/---

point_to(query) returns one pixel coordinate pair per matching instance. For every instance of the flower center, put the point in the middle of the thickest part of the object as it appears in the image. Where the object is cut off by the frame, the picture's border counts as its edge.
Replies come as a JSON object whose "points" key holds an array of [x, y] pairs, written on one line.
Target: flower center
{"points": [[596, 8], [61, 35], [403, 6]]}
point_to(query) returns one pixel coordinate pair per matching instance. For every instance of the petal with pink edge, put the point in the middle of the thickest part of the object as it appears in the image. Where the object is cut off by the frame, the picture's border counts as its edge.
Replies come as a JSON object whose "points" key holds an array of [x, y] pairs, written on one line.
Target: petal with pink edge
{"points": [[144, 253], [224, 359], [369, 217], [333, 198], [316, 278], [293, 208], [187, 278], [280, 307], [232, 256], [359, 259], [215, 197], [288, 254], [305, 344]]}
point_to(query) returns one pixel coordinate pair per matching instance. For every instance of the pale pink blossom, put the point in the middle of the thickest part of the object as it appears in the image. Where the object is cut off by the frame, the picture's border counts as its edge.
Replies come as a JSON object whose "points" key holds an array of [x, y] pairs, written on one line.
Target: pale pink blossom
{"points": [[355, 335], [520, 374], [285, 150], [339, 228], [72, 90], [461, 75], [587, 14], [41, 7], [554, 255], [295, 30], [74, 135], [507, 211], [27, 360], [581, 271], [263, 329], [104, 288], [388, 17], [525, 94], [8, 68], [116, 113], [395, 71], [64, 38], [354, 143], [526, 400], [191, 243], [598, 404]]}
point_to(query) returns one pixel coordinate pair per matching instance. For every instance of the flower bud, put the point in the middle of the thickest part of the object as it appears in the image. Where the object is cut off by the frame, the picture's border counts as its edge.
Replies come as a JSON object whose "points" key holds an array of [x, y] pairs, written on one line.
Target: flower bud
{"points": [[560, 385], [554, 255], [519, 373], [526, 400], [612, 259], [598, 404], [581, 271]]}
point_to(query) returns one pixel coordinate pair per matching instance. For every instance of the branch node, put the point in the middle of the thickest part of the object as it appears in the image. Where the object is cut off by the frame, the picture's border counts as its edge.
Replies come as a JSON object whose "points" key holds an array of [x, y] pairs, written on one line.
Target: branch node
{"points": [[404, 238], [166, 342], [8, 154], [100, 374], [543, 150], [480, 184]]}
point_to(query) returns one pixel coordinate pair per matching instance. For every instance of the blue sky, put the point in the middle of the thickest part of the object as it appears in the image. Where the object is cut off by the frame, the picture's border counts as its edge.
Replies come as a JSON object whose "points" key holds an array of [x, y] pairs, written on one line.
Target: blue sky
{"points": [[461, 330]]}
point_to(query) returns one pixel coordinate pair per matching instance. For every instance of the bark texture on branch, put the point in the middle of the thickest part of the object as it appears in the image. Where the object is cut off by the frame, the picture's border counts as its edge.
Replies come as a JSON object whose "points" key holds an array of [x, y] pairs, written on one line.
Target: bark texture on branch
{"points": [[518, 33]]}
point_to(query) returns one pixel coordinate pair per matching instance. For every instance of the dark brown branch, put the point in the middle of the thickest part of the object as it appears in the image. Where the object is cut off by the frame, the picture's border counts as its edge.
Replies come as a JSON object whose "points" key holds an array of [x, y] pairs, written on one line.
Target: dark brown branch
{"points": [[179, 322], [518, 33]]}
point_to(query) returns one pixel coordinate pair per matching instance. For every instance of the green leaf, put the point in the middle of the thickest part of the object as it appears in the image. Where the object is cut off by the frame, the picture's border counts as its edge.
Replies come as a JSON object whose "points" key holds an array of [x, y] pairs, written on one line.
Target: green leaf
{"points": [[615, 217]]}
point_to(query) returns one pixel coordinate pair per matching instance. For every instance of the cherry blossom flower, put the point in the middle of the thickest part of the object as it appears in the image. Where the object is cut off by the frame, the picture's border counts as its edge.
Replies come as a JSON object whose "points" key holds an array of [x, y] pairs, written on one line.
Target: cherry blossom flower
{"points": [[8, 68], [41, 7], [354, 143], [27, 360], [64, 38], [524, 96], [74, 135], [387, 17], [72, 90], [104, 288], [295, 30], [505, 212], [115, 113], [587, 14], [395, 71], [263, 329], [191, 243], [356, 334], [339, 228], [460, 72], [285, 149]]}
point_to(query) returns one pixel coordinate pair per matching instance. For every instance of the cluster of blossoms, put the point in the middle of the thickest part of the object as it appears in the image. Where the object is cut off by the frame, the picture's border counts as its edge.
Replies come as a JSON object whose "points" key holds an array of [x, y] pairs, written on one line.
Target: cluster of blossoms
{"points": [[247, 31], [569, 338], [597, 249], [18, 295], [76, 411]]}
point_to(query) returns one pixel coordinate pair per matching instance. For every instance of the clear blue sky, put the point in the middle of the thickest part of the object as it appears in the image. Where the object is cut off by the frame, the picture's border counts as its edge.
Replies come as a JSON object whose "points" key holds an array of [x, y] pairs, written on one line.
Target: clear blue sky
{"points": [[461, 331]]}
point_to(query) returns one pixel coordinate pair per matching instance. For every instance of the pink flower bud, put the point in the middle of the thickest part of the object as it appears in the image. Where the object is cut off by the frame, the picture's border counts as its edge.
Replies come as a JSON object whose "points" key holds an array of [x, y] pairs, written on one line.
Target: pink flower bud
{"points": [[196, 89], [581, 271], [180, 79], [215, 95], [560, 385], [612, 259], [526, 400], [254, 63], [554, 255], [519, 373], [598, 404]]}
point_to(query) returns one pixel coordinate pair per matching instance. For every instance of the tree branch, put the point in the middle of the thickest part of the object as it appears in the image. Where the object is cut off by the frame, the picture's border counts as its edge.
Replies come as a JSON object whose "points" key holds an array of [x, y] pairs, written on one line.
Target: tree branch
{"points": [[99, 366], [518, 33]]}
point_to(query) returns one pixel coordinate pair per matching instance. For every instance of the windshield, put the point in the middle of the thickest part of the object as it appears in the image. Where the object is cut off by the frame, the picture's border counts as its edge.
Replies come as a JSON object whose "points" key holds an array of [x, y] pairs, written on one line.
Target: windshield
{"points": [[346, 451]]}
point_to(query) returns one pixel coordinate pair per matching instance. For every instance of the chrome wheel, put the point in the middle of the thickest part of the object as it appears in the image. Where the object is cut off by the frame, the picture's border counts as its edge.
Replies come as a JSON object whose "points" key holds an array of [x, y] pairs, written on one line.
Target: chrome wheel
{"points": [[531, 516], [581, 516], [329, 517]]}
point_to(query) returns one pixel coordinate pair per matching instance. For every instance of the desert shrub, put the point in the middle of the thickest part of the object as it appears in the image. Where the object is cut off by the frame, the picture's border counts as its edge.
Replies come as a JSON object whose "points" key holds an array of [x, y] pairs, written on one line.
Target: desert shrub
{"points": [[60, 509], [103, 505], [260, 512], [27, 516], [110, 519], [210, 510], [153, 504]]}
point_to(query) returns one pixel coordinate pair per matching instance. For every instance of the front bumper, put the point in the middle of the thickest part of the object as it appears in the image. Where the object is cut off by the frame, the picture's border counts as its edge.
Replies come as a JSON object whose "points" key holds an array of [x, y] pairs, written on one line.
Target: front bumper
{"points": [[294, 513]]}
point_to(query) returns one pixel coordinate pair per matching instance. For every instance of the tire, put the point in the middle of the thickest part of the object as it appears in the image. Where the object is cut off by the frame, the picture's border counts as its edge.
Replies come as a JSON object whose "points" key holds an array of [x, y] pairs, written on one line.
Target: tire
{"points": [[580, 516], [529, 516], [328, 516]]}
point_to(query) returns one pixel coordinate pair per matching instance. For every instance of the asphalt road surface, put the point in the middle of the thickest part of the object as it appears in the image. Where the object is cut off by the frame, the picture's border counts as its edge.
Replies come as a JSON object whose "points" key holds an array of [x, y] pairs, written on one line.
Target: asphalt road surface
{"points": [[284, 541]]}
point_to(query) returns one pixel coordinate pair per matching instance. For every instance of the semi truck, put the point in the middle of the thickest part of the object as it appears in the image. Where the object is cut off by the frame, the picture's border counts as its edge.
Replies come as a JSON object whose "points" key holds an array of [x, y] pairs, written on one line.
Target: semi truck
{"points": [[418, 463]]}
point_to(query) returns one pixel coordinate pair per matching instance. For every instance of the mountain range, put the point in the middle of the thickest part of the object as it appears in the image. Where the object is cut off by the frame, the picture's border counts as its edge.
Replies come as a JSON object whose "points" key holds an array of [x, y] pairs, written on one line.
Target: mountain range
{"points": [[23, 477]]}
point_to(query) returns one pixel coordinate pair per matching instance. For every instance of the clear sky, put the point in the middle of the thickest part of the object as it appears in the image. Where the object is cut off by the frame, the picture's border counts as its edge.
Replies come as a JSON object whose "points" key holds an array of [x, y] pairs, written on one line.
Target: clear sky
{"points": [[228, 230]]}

\---

Output as a JSON array of strings the lines of the listing above, from the line containing "of the petal" through the line containing "Target: petal with pink edge", both included. Use one string per line and omit any blank lines.

[
  "point_to(query) returns one pixel coordinate pair per matching instance. For every instance of the petal with pink edge, put the point in the middle of the thickest part of the object as it appears in the image. Where the object is cut off by the frame, the picture's border counts as its edge.",
  "Replies come as a JSON object whose \"points\" key holds an array of [x, y] pairs, written on one line.",
  "Target: petal with pink edge"
]